Kaynak veriler:
· · ·

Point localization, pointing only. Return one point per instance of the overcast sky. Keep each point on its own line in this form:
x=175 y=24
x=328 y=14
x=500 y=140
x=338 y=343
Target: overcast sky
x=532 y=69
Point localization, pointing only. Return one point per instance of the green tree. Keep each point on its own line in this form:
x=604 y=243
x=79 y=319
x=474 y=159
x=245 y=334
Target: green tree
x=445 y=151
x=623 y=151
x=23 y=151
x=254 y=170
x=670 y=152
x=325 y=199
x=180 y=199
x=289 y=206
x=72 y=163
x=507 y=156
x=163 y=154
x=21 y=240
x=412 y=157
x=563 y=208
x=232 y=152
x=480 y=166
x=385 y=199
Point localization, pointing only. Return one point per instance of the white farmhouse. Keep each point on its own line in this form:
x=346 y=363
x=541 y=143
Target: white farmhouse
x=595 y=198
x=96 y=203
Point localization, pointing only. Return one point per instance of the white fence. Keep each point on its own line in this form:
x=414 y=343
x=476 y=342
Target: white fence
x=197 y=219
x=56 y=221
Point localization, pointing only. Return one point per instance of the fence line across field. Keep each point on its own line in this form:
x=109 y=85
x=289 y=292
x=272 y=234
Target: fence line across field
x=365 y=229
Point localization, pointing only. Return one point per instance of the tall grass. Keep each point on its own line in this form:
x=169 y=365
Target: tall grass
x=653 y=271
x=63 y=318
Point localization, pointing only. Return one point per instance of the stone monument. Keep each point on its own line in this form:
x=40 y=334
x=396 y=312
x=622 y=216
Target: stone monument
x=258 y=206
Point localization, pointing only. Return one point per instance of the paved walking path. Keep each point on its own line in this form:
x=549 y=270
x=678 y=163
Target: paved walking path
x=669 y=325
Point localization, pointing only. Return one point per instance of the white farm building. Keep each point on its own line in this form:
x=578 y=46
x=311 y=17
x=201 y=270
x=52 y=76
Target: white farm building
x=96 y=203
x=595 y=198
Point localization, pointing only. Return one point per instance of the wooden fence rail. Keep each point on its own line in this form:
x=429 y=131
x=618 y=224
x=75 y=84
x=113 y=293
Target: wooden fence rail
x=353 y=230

· · ·

Alıştırma: "of the fence" ifadesini içeren satırdan başlayıp kayıtların sonuna kadar uzanan satırları yeniden yazın. Bu satırlarda "tall grass" ifadesini "wild grass" ile değiştirin, başka hiçbir şeye dokunmayın.

Sonuç:
Point localization, pointing only. Return one point per instance of the fence line across field. Keep each point on its own line in this form:
x=109 y=85
x=289 y=292
x=272 y=234
Target: fence line across field
x=365 y=229
Point localization, pointing only. Return one point per instance of the wild grass. Keep each point on its own line in this form:
x=169 y=365
Target: wild grass
x=653 y=271
x=63 y=318
Point localization, pointing only. Return one point per instance of the stone monument. Keep each point on its own line in this form:
x=40 y=334
x=396 y=312
x=622 y=216
Target: stone monument
x=258 y=206
Point localization, pointing only. Return one point per instance of the paved walking path. Keep each point on its own line in this form:
x=549 y=270
x=678 y=163
Target: paved walking path
x=669 y=325
Point localization, pointing only. Return one point per instance of the white farm building. Keep each point on its own line in this form:
x=578 y=46
x=311 y=17
x=201 y=270
x=52 y=76
Target: white farm building
x=96 y=203
x=595 y=198
Point localization, pointing only. Return one point per instance of the wooden fence rail. Keep each point on its own line in this form:
x=429 y=131
x=618 y=224
x=75 y=84
x=113 y=293
Target: wooden fence rail
x=353 y=230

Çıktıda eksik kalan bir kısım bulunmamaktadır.